When he sees an opening and decides to go straight ahead, Gretzky skates in uneven, choppy strides.

His head is always up - the better to see the ice ahead, the goons who'd love to decapitate him, the teammates he might feed, the goalie he's about to burn.

Gretzky apparently has radar, avoiding hits, locating teammates with laser-beam passes, finding the 4-inch gap between a goaltender's pads.

He is to hockey what Joe Montana is to football and what Larry Bird was to basketball - a seemingly ordinary guy with seemingly ordinary physical attributes whose superstar status was established through intangibles that can be neither described nor defined.

Though many great players have followed, though a "next Wayne Gretzky" always seems to be entering the league, Gretzky remains singularly recognizable in a sport that ranks a poor fourth in U.S. popularity behind football, baseball and basketball.

"Thrifty. The official car rental company of the NHL, and Wayne Gretzky."

"Buy an ice cold Coke and you could face off with Wayne Gretzky . . . and other NHL players."

In a league filled with young stars, Gretzky is the only household name.

And most other players don't mind because they know that what's good for The Great One is good for hockey.

"Putting up numbers like he has . . . he's done it for 15 years and he's still only 33 . . . it's phenomenal," said the Boston Bruins' Ray Bourque, another probable Hall of Famer. "He's been unbelievable for the league, on and off the ice. The guy's been an ambassador for the game."

------------

→ Directive A
Translate this sentence from the passage on Wayne Gretzky into Spanish: "In a league filled with young stars, Gretzky is the only household name."
→ Directive B
According to the passage on Wayne Gretzky, where does hockey rank in popularity in the United States?
The data after this passage on Wayne Gretzky comes from a separate source.

→ Data shown
------------

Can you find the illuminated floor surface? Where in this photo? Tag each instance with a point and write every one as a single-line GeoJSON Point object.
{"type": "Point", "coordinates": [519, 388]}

------------

→ Correct answer A
En una liga llena de estrellas jóvenes, Gretzky es el único nombre que todo el mundo conoce.

→ Correct answer B
It ranks a poor fourth, behind football, baseball and basketball.